Your answer needs to include each line of the records in which the string "table" can be found.

Excerpts from a dataset:
--- START ---
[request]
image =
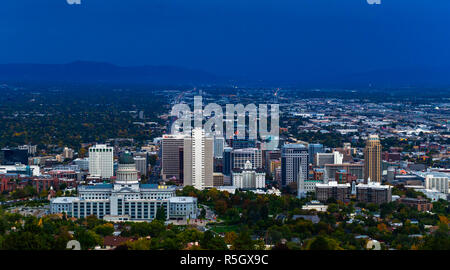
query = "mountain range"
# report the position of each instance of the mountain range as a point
(98, 72)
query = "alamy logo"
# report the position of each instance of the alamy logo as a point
(257, 121)
(74, 2)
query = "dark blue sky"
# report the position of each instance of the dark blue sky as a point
(277, 39)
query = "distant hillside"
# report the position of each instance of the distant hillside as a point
(91, 72)
(96, 72)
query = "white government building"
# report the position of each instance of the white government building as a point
(126, 199)
(101, 161)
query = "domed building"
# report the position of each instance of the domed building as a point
(128, 200)
(126, 172)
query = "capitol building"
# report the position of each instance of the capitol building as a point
(126, 199)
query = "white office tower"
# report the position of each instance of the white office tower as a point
(249, 178)
(219, 144)
(141, 165)
(301, 192)
(127, 175)
(437, 181)
(321, 159)
(101, 161)
(198, 160)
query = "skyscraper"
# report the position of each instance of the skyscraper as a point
(372, 159)
(101, 158)
(219, 144)
(294, 157)
(313, 149)
(171, 147)
(198, 160)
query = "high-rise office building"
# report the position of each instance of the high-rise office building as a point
(227, 160)
(219, 144)
(198, 160)
(67, 153)
(241, 156)
(172, 158)
(101, 161)
(294, 157)
(141, 165)
(372, 159)
(249, 178)
(313, 149)
(328, 158)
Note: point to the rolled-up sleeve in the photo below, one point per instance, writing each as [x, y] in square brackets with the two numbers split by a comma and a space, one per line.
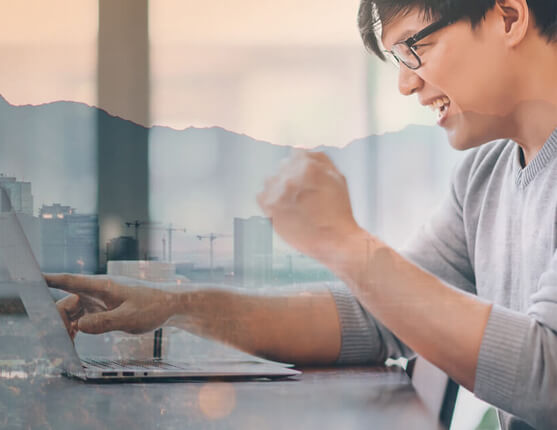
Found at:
[517, 365]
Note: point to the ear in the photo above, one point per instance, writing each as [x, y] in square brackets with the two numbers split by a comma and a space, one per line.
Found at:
[515, 17]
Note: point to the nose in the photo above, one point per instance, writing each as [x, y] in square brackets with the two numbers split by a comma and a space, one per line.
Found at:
[408, 81]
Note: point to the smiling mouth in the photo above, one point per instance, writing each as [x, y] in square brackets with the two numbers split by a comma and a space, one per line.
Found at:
[441, 106]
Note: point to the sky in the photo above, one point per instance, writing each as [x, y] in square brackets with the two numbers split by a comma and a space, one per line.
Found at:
[289, 72]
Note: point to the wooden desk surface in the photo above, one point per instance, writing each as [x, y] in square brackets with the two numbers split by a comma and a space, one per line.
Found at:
[341, 398]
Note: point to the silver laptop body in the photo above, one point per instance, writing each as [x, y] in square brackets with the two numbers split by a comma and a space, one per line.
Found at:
[20, 276]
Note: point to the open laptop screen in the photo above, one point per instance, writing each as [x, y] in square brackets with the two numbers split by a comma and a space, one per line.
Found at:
[27, 310]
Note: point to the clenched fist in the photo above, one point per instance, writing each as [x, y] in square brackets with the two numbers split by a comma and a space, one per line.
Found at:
[309, 204]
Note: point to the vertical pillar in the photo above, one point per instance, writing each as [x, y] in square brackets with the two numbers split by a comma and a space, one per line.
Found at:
[123, 91]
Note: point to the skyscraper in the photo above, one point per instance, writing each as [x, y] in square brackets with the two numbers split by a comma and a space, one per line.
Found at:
[69, 240]
[253, 251]
[19, 194]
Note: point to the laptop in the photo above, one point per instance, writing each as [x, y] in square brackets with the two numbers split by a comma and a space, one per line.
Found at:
[21, 277]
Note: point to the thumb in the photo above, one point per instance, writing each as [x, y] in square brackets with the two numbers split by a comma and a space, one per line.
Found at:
[102, 322]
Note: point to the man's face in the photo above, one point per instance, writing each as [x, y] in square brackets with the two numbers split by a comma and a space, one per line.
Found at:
[464, 74]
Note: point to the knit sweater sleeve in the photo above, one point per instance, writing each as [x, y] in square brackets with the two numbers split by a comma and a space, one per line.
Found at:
[517, 365]
[440, 248]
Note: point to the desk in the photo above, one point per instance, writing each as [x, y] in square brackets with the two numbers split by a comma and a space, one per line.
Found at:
[339, 398]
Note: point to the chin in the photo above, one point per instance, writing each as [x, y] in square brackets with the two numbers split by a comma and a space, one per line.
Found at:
[465, 135]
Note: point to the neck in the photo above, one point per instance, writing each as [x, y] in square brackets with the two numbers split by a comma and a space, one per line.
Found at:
[534, 117]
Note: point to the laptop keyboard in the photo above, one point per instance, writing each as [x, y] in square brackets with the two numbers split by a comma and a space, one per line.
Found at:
[129, 364]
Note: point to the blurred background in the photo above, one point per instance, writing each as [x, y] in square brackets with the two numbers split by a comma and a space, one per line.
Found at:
[142, 130]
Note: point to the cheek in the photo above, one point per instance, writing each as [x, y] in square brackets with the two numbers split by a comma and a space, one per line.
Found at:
[474, 79]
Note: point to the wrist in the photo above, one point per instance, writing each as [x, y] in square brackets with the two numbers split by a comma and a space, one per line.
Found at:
[353, 259]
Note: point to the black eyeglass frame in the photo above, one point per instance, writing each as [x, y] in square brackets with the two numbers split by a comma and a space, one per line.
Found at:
[422, 34]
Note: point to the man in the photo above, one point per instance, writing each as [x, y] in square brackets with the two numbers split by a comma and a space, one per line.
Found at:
[476, 291]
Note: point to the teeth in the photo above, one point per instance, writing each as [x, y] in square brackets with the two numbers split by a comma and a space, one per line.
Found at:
[439, 104]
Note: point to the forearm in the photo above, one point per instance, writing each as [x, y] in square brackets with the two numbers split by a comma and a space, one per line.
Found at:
[290, 325]
[443, 324]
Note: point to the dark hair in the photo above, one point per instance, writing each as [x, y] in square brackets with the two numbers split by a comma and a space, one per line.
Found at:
[374, 14]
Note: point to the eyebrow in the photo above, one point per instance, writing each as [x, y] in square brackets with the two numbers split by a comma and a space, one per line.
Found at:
[406, 35]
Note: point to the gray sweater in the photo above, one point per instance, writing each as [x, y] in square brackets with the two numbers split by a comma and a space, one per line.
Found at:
[495, 236]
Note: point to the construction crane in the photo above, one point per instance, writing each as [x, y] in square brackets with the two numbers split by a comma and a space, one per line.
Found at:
[169, 230]
[211, 237]
[156, 226]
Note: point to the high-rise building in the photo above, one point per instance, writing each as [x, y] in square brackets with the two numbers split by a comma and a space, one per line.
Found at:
[122, 248]
[69, 240]
[253, 251]
[19, 194]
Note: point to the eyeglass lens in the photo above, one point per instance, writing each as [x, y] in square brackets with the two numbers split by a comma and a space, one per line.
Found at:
[405, 54]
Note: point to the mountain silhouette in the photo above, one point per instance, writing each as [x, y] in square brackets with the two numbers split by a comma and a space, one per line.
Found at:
[203, 177]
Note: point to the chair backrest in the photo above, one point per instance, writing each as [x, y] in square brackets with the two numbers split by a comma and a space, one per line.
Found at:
[437, 390]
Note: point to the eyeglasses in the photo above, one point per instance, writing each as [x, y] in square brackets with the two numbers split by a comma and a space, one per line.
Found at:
[405, 52]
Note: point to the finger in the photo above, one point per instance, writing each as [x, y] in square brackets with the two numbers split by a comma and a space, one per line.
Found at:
[321, 157]
[103, 322]
[71, 306]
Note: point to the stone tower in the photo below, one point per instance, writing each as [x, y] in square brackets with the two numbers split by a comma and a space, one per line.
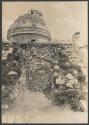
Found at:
[28, 30]
[29, 27]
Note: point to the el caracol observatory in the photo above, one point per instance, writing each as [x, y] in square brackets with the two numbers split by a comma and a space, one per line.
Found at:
[29, 27]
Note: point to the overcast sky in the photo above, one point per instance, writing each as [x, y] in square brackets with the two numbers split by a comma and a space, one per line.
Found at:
[62, 18]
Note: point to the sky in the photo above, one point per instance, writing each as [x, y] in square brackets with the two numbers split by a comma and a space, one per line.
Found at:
[63, 19]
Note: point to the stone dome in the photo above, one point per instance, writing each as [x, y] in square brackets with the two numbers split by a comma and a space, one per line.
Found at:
[29, 27]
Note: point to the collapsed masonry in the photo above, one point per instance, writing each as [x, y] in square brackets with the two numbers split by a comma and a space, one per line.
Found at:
[39, 55]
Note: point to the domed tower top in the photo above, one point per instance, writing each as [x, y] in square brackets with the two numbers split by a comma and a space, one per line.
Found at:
[29, 27]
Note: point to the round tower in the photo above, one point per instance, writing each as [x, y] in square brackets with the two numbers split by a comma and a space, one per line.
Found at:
[27, 28]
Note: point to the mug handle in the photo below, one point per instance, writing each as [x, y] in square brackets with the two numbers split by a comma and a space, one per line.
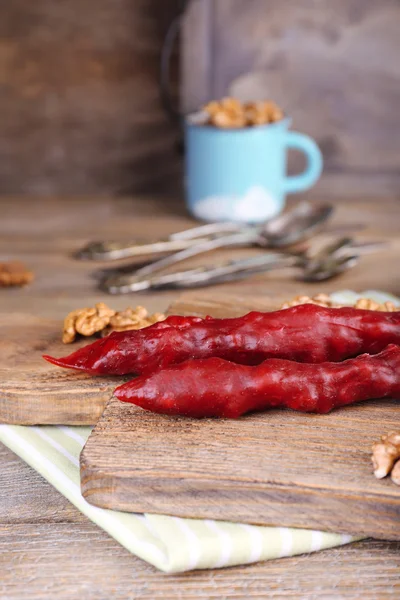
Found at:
[303, 181]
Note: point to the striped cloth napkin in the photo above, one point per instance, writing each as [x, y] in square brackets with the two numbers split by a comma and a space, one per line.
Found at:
[169, 543]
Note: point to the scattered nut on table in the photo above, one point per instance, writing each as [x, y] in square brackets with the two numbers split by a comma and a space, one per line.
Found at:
[325, 300]
[132, 318]
[234, 114]
[14, 274]
[101, 318]
[385, 457]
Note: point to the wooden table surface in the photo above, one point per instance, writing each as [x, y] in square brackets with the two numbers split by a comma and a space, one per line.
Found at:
[48, 548]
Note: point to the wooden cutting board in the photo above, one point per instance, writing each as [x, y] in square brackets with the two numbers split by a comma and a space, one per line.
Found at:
[32, 391]
[274, 468]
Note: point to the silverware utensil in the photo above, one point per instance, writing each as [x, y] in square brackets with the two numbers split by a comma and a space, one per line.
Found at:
[280, 231]
[327, 263]
[284, 230]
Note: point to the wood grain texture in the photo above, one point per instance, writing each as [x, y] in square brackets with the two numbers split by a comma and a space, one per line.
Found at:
[42, 534]
[332, 68]
[59, 559]
[89, 564]
[34, 392]
[274, 468]
[80, 102]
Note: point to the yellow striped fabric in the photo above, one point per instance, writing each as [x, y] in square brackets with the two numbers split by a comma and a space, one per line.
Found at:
[169, 543]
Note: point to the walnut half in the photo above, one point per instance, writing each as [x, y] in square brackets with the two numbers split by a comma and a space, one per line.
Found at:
[384, 456]
[101, 318]
[324, 300]
[86, 321]
[132, 318]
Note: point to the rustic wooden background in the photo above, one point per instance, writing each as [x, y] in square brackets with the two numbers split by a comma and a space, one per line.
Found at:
[79, 102]
[333, 66]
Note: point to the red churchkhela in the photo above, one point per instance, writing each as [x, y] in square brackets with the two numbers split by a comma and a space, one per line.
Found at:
[214, 387]
[306, 333]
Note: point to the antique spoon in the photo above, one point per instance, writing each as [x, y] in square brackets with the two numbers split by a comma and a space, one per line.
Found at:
[329, 262]
[279, 231]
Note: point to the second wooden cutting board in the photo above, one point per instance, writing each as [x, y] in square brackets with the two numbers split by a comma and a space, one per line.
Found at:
[274, 468]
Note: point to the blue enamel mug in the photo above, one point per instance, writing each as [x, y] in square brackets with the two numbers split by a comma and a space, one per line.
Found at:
[240, 174]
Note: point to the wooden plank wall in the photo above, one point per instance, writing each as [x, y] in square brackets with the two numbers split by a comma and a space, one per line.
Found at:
[79, 103]
[333, 66]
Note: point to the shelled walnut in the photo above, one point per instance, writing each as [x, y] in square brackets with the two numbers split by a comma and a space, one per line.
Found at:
[325, 300]
[132, 318]
[385, 457]
[86, 321]
[14, 274]
[232, 113]
[101, 318]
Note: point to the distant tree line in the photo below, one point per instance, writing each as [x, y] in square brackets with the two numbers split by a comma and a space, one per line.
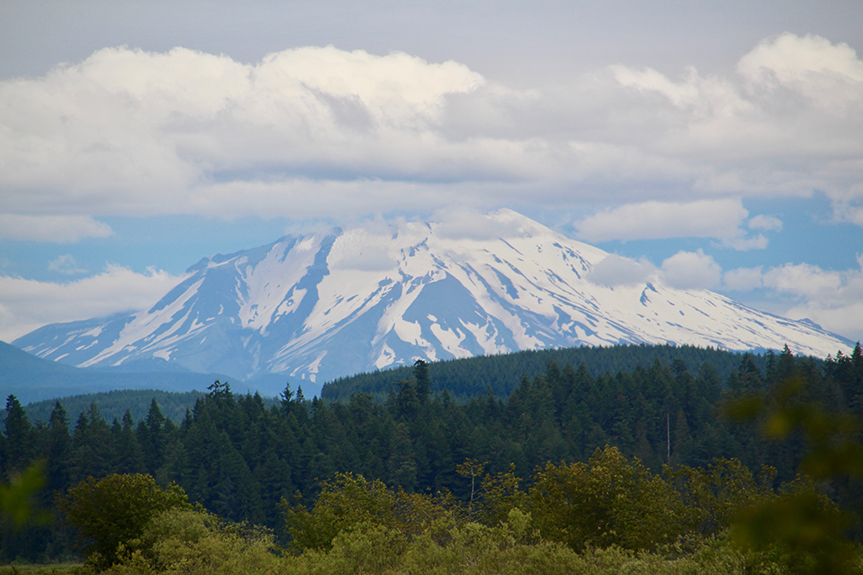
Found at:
[239, 458]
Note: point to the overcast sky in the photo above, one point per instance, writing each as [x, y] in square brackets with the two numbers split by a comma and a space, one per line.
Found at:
[720, 143]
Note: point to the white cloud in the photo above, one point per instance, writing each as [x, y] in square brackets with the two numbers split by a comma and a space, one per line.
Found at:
[65, 264]
[128, 132]
[691, 270]
[656, 220]
[60, 229]
[744, 244]
[803, 280]
[830, 298]
[766, 223]
[615, 270]
[463, 224]
[28, 304]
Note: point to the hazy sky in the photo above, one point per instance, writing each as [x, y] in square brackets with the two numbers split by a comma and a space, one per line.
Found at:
[720, 143]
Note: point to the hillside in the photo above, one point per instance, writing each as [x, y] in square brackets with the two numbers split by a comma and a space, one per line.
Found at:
[33, 379]
[471, 377]
[312, 308]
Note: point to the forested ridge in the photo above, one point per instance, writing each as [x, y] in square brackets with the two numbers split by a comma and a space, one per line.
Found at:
[241, 460]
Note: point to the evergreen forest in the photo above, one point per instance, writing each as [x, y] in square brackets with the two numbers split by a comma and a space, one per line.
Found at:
[583, 465]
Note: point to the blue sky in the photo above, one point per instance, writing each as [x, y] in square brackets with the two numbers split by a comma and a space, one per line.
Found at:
[720, 143]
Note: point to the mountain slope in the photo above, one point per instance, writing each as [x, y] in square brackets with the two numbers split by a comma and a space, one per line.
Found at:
[312, 308]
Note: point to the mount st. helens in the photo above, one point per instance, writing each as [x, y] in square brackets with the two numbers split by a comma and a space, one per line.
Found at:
[313, 308]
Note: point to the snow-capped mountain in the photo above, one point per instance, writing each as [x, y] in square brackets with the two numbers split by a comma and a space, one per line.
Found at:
[316, 307]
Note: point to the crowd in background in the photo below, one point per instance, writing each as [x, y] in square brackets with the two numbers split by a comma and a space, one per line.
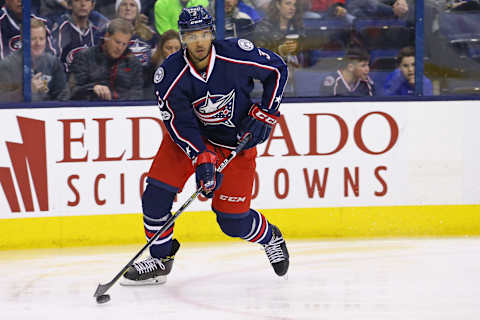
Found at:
[109, 50]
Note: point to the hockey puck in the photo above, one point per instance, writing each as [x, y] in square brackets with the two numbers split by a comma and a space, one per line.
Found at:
[104, 298]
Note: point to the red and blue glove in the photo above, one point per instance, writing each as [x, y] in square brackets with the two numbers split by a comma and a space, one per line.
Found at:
[206, 174]
[259, 123]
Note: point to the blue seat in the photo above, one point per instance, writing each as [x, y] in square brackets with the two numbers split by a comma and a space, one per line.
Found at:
[383, 33]
[379, 78]
[307, 82]
[383, 59]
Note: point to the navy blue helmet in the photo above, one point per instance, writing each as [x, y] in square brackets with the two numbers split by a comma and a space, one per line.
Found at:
[195, 18]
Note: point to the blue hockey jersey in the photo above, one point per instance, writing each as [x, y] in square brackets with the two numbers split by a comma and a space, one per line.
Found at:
[334, 84]
[211, 104]
[70, 39]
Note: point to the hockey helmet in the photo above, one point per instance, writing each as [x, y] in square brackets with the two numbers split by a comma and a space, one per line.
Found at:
[195, 18]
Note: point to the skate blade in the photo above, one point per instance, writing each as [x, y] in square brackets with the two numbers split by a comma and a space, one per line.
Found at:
[149, 282]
--- END ---
EXPECTED OUTPUT.
Note: point to the scattered nut on table in the photo above, one point per instance, writing each as [x, y] in square brackets with the two numbers split by a comma and a space, one per line.
Note: point to the wooden table surface in the photo above, one point per instance, writing each as [x, y] in square brackets with the two numbers split by a comma and a space, one per line.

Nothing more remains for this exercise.